Written instruction
Locate the line that contains "Expected: a point placed on each instance of the microwave", then copy it and all later lines of the data below exactly, through the last one.
Begin
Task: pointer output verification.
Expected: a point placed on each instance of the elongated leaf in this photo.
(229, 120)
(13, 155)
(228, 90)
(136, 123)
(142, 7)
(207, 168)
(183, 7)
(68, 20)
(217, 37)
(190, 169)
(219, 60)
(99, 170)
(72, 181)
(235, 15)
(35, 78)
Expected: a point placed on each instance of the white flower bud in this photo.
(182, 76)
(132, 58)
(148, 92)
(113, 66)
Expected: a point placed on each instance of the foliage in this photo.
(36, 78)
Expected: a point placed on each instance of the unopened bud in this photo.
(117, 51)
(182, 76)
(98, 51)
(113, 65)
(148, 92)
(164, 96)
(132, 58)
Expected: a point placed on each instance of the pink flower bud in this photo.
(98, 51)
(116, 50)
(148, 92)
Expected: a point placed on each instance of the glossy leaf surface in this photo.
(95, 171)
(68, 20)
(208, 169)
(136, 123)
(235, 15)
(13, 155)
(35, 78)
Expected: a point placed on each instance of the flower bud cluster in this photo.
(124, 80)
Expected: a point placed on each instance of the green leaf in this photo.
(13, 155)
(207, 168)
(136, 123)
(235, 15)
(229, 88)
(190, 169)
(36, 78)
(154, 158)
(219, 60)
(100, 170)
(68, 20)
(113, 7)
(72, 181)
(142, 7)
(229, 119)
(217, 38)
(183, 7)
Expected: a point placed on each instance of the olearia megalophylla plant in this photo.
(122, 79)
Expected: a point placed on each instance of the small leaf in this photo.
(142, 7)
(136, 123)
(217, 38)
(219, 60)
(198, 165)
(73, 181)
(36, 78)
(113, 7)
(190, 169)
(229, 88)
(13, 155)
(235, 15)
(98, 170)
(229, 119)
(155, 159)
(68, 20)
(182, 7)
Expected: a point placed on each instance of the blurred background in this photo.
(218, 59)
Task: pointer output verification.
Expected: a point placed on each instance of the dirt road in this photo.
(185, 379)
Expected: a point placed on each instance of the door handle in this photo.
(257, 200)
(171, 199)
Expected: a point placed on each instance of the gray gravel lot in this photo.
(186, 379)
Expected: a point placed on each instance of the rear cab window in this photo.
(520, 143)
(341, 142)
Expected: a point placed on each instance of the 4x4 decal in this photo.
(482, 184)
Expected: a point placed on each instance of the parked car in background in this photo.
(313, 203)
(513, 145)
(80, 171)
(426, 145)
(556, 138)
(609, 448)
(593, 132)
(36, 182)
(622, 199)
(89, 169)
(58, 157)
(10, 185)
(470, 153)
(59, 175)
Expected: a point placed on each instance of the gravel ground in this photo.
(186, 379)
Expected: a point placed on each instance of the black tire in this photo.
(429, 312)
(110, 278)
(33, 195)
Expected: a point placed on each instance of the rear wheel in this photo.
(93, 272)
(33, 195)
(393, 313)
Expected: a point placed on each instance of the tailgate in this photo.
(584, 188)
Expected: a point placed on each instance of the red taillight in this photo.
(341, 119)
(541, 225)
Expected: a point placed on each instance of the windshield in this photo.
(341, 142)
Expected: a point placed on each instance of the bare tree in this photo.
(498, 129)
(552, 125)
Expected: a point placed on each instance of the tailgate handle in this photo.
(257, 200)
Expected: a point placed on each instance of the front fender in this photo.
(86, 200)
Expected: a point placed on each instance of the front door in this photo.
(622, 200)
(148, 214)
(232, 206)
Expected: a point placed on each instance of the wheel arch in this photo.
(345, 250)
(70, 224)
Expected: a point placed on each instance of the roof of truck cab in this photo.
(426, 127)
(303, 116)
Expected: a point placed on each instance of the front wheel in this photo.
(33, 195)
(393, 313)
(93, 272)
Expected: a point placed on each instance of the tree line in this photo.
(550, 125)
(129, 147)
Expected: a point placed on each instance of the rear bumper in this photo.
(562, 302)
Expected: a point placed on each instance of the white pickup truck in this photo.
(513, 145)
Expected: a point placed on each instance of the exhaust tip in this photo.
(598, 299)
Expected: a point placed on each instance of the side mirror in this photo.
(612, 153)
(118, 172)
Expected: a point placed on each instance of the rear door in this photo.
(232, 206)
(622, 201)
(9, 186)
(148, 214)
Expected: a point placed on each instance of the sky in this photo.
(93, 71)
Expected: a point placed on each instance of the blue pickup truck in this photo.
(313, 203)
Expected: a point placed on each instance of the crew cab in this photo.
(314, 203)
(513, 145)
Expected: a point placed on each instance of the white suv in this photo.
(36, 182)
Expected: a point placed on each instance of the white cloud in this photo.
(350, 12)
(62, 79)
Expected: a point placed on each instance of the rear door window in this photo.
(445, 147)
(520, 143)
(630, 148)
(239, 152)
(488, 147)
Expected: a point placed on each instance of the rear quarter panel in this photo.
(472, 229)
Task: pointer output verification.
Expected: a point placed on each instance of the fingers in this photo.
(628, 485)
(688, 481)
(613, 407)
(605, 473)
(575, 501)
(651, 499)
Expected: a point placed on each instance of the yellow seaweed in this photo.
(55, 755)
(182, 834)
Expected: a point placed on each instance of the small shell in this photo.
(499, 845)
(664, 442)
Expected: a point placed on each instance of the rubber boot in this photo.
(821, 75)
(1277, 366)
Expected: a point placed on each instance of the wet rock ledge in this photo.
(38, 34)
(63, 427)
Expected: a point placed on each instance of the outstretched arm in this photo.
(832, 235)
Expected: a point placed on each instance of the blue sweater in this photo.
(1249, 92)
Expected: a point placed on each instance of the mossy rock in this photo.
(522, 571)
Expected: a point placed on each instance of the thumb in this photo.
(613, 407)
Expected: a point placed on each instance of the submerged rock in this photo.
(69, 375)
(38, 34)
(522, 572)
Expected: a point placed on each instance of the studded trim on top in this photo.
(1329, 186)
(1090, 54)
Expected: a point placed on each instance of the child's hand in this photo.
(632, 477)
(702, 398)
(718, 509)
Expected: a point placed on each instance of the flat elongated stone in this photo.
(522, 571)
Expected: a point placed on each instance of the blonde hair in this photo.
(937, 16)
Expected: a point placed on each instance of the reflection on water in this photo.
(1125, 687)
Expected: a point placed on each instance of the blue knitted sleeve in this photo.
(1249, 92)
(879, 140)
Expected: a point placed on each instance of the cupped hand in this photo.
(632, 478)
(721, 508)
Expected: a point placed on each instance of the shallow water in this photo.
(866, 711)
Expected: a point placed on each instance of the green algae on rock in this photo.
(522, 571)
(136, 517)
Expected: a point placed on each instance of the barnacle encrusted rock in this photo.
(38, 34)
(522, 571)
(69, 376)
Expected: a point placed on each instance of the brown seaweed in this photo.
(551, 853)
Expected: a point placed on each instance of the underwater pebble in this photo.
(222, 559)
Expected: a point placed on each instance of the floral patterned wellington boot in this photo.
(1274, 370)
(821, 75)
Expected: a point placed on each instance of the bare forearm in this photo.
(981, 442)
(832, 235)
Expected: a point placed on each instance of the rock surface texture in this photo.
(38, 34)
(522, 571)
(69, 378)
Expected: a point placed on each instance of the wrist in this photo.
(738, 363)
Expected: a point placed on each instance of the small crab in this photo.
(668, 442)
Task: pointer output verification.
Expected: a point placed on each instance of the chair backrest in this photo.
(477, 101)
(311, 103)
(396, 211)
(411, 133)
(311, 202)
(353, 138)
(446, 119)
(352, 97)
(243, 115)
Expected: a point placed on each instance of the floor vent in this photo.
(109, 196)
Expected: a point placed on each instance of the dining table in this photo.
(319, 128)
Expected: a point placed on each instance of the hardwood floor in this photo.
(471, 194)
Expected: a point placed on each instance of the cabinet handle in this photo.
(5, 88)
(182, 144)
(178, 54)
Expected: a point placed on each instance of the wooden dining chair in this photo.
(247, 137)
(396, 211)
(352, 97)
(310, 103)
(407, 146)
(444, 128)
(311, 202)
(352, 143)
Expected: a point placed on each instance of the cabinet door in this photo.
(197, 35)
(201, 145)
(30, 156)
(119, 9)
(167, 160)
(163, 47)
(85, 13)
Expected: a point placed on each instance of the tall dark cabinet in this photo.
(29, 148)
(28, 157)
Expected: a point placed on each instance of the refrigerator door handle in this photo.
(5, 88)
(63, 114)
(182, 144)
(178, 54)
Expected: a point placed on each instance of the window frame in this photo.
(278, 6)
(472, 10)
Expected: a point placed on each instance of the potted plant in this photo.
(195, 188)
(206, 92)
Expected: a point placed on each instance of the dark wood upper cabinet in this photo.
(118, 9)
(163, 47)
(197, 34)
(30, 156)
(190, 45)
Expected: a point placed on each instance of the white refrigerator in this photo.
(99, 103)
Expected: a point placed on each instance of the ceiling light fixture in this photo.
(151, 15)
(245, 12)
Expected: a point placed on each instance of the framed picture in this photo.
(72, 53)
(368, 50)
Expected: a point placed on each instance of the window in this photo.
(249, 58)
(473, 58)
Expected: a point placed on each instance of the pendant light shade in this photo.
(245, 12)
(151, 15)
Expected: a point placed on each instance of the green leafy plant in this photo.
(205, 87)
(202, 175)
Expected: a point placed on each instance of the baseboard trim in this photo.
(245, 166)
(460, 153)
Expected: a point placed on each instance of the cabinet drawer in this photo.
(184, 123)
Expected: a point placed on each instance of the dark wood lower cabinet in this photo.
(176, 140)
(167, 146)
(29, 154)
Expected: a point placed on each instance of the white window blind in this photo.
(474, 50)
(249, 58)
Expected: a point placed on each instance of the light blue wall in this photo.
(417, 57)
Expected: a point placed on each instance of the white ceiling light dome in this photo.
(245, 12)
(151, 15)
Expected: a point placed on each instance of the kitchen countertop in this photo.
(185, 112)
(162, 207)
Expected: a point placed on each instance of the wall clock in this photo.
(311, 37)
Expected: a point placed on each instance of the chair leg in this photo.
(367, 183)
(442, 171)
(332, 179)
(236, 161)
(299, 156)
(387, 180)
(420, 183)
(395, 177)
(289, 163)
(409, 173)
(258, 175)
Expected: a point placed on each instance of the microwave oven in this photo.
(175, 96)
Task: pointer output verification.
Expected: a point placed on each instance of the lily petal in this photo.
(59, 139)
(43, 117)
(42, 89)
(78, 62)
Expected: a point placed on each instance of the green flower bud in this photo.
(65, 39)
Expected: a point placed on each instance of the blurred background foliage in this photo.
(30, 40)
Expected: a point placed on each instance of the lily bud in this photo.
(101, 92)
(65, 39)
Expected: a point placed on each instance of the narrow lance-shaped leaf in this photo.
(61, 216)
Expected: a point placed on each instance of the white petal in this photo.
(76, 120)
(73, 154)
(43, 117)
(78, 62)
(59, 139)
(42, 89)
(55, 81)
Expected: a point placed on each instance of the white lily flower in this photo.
End
Output below
Expected: a point placed on each instance of the microwave oven in this photo.
(175, 96)
Task: pointer output verification.
Expected: a point placed on each instance of the lily petal in this photo.
(59, 139)
(43, 117)
(42, 89)
(78, 62)
Expected: a point placed on each instance of the green flower bud in this photo.
(65, 39)
Expected: a point placed on each instance of the blurred background foliage in this photo.
(30, 40)
Expected: a point placed on each instance of the lily bud in this photo.
(101, 92)
(65, 39)
Expected: a point placed on each instance of the narrow lance-shaped leaf in this photo.
(61, 216)
Expected: a point placed on each instance of the white petal in this photo.
(76, 120)
(73, 154)
(43, 117)
(78, 62)
(59, 139)
(42, 89)
(55, 81)
Expected: a point placed on each instance of the white lily flower in this photo.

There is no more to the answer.